Action item: From the material below, copy each line that holds the word "dark".

(Dataset extract)

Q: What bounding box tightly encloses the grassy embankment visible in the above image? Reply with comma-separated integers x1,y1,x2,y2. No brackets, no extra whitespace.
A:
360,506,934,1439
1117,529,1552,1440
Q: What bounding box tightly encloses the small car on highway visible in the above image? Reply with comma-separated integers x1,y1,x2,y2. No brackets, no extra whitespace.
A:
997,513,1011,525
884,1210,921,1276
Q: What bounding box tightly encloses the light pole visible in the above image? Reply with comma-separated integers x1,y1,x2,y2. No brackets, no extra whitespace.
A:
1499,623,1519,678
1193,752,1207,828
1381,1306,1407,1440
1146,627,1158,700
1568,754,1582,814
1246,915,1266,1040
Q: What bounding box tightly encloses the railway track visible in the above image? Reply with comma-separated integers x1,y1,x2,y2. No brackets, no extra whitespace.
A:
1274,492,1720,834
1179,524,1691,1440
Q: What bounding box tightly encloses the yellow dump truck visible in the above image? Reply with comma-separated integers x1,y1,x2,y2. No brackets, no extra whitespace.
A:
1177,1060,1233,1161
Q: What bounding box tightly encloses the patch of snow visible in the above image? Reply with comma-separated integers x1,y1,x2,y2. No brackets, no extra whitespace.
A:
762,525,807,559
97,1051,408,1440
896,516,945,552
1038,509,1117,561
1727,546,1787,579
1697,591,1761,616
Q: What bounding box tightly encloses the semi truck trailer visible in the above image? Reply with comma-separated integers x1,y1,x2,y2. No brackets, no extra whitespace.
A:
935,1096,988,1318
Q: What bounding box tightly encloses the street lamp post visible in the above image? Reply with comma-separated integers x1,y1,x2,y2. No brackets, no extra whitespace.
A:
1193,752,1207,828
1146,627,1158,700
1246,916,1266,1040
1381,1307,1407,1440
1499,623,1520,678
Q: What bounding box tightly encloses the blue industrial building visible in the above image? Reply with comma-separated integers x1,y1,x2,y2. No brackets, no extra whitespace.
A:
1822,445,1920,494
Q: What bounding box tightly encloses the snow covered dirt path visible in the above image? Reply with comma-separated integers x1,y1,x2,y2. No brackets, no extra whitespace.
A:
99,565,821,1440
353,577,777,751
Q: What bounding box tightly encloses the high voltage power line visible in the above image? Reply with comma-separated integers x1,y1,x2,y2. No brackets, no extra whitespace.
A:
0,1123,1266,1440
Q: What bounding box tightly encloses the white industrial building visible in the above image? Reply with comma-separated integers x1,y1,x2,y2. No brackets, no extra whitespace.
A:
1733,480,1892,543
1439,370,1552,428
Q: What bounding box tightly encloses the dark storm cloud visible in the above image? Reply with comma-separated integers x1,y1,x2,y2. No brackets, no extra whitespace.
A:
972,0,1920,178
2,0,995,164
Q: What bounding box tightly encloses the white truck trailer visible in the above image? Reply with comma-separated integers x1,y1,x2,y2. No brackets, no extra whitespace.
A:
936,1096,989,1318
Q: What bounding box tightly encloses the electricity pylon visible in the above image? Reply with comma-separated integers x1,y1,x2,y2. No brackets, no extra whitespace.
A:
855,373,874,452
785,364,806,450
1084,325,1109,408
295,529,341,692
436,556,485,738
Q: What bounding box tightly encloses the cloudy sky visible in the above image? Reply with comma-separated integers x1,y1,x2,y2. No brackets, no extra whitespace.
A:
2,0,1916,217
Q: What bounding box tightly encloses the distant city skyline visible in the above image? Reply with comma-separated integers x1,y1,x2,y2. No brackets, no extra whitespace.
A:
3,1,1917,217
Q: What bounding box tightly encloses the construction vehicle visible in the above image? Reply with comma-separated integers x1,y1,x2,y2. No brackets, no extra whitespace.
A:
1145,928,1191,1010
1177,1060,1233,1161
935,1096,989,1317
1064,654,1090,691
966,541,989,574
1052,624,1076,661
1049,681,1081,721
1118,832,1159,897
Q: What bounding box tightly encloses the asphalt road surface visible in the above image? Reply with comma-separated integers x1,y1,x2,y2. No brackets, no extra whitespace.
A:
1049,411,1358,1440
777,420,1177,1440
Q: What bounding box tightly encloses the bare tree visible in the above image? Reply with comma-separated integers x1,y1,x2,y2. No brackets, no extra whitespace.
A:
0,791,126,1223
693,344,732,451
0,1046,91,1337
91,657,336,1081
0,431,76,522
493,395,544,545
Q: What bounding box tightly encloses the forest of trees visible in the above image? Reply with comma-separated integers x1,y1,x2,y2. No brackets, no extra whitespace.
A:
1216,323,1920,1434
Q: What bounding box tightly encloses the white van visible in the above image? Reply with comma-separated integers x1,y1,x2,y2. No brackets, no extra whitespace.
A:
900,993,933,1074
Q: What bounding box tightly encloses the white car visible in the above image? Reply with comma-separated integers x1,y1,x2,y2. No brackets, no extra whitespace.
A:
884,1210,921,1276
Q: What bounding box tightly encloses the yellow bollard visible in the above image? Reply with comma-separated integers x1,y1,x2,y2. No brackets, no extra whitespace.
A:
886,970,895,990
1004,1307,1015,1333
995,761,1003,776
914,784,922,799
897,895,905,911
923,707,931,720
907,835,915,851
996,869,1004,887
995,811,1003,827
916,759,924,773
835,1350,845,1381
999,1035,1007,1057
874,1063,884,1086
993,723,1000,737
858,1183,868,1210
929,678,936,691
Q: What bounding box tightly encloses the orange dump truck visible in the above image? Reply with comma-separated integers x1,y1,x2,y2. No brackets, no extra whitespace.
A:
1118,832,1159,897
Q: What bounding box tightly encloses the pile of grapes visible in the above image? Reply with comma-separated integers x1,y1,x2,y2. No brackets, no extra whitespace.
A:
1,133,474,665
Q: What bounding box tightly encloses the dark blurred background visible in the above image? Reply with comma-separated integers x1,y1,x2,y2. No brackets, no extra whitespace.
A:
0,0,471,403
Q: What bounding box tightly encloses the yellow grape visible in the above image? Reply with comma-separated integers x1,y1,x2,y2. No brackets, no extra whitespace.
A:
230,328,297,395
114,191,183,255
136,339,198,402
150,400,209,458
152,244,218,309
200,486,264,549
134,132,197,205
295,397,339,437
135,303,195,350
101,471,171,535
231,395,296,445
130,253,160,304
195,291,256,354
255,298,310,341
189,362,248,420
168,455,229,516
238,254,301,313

(End Dataset extract)

Solution for this exercise:
Q: What bounding box tightly encloses the dark storm cloud visible in the above image? Reply with comma-separated integers x1,y1,x2,y2. No brackets, no extra whitespace.
Q: What bounding box tightly encloses the dark blurred background visible in the above image? Reply with comma-separated integers x1,y1,x2,y2. No brackets, no extra whitespace.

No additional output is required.